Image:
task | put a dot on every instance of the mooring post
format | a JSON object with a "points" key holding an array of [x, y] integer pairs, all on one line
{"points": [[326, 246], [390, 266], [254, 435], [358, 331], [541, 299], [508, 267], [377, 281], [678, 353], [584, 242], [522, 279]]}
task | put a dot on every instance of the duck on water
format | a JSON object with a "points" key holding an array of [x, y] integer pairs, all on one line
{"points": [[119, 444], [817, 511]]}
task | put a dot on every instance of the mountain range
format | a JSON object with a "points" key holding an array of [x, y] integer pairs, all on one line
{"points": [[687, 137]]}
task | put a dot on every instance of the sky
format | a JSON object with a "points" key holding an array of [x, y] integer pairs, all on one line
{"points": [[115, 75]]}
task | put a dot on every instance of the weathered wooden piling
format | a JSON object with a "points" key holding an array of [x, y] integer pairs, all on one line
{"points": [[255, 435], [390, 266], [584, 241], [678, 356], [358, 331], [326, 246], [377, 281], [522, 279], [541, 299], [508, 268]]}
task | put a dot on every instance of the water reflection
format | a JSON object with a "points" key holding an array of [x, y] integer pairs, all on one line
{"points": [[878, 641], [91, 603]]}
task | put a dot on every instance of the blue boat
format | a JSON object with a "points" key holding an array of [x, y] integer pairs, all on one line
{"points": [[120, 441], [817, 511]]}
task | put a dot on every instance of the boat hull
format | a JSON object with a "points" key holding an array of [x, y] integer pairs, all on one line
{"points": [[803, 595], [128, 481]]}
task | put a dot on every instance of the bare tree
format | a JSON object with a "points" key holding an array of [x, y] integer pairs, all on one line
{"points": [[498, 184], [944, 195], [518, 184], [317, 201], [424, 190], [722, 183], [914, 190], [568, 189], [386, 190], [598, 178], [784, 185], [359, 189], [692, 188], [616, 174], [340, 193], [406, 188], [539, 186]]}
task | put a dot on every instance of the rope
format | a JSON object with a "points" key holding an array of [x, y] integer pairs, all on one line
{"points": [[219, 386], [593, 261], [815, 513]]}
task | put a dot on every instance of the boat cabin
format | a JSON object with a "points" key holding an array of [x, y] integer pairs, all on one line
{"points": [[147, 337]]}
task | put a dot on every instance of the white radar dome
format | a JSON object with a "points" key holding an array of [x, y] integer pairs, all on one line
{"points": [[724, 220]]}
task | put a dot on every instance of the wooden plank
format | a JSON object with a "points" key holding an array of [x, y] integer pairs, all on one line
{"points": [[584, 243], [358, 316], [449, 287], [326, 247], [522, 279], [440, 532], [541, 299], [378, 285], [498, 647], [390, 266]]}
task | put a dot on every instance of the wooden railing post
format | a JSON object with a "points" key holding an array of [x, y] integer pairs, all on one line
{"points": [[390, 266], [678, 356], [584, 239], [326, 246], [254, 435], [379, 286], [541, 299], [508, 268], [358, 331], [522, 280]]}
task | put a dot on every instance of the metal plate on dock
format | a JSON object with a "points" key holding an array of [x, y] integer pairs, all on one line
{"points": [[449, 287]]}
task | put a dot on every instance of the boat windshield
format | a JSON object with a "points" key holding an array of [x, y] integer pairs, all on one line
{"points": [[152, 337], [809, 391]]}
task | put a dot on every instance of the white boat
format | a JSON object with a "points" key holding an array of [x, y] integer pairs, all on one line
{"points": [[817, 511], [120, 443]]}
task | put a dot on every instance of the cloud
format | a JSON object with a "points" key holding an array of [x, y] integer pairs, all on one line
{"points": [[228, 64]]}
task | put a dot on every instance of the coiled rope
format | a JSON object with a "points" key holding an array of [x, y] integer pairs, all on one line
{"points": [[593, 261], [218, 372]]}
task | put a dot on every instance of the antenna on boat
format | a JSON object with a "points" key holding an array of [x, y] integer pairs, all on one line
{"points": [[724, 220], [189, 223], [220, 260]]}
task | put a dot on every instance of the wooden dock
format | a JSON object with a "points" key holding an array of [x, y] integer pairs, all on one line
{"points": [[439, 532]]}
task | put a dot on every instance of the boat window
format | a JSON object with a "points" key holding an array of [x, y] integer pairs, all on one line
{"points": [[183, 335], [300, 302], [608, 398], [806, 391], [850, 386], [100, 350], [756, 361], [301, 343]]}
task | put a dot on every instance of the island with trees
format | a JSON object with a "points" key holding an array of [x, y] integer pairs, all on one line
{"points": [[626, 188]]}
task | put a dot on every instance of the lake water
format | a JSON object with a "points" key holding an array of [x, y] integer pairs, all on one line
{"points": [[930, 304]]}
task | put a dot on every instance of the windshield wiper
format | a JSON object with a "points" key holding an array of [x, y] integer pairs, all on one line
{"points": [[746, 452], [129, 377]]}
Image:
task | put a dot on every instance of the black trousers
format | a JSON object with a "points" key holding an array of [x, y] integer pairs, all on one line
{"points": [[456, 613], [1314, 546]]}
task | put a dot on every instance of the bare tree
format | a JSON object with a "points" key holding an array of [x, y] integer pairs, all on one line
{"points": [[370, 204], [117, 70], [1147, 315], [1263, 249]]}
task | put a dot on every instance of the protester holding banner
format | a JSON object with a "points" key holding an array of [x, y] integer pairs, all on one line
**********
**PROBLEM DESCRIPTION:** Quote exactly and only the lines from the one holding "task | put a dot on every instance of the protester" through the end of the data.

**SOLUTION BELOW:**
task | put a dot on every instance of the protester holding banner
format | a JSON object with a "points" key holding an array of [x, y] integer pairs, all on one line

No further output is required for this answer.